Kutipan halaman:
Selain dari baju yang dipakai sehari-hari, sumber polusi mikroplastik jenis polister bisa berasal dari industri tekstil. “Seperti sablon, pasti ada yang terkikis serat kainnya setelah disablon dan diangin-angin, dijemur, itu bisa lepas [serat kainnya],” ujar Anna.
Namun, perlu penelitian lebih lanjut untuk memastikannya. Menurut Reza, berdasarkan sejumlah riset yang telah ada, industri tekstil menyumbang polusi mikroplastik ke air melalui pembuangan limbahnya, bukan ke udara.
Ilustrasi kain polister. Foto: Shutter Stock
Dominasi mikroplastik berjenis polister di udara juga ditemukan di 39 kota di China, negara bagian Victoria di Australia, Madrid, Meksiko, dan Paris. Ini juga tak lepas dari budaya fesyen di sebagian tempat tersebut karena masyarakatnya gemar berganti-ganti pakaian.
“Kalau di negara maju, mikroplastik banyak yang fiber karena gaya hidup, fashion culture,” kata Reza.
Sumber polusi mikroplastik lainnya berasal dari abrasi ban mobil maupun motor. Ini diketahui dari polimer jenis polybutadine yang jumlahnya mencapai 15,16% pada penelitian tersebut. Terlebih, lokasi sampel berada dekat dengan Tol Lingkar Dalam Jakarta.
Sementara mikroplastik berjenis polistirena sebesar 3% berasal dari sampah wadah makanan (styrofoam).
Juru Bicara Dinas Lingkungan Hidup DKI Jakarta, Yogi Ikhwan, mengatakan temuan soal mikroplastik di udara ini merupakan fakta baru yang akan dipelajari. “Kami baru tahu sekarang, setelah ada [penelitian di] jurnal ini.”

Soal 1: Baris mana saja dari entri di bawah yang memuat kata "parked"? Ambil dan salin setiap baris itu dengan memperhatikan perbedaan huruf besar dan kecil.

Cuplikan dataset anotasi lokasi:
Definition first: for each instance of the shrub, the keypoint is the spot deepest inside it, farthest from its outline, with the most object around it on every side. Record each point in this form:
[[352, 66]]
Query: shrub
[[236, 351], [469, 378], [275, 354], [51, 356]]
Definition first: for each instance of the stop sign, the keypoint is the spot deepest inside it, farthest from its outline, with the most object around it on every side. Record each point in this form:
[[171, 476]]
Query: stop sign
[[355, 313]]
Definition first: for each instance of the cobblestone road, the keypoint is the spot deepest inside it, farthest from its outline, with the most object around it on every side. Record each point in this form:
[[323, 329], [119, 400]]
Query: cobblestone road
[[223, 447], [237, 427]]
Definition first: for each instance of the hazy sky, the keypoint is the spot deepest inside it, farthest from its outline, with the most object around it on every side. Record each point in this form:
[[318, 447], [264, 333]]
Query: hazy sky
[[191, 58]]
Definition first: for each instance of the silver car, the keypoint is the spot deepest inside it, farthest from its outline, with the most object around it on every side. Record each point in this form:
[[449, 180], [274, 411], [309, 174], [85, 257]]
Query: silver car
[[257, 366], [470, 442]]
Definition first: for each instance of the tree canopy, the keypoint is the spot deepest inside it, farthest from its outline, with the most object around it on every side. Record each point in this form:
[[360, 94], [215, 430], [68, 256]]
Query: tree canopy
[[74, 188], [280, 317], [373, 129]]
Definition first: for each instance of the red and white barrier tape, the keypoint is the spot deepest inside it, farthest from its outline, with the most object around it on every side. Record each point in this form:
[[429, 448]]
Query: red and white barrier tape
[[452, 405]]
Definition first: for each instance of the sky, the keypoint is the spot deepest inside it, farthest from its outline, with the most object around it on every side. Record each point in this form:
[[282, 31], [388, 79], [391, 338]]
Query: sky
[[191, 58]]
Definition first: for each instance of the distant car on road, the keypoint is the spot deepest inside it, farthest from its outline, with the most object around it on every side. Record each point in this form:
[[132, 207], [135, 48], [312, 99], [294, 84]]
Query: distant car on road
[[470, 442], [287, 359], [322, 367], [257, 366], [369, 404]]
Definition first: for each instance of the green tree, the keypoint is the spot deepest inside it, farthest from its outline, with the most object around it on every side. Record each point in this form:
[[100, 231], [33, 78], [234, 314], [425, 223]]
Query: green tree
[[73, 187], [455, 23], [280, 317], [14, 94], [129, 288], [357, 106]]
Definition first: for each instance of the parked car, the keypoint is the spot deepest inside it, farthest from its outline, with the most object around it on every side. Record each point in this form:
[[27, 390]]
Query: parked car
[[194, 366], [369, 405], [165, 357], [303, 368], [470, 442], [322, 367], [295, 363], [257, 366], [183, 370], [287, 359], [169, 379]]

Soal 2: Ubah sebutan "polister" menjadi "poliester" dalam kutipan tentang mikroplastik, lalu tuliskan kembali bagian yang dimulai dari "Ilustrasi kain polister." dan berlanjut sampai "Lingkar Dalam Jakarta.".

Jawaban akhir 1:
Definition first: for each instance of the parked car, the keypoint is the spot deepest inside it, farthest from its outline, with the most object around it on every side. Record each point in this form:
Query: parked car

Jawaban akhir 2:
Ilustrasi kain poliester. Foto: Shutter Stock
Dominasi mikroplastik berjenis poliester di udara juga ditemukan di 39 kota di China, negara bagian Victoria di Australia, Madrid, Meksiko, dan Paris. Ini juga tak lepas dari budaya fesyen di sebagian tempat tersebut karena masyarakatnya gemar berganti-ganti pakaian.
“Kalau di negara maju, mikroplastik banyak yang fiber karena gaya hidup, fashion culture,” kata Reza.
Sumber polusi mikroplastik lainnya berasal dari abrasi ban mobil maupun motor. Ini diketahui dari polimer jenis polybutadine yang jumlahnya mencapai 15,16% pada penelitian tersebut. Terlebih, lokasi sampel berada dekat dengan Tol Lingkar Dalam Jakarta.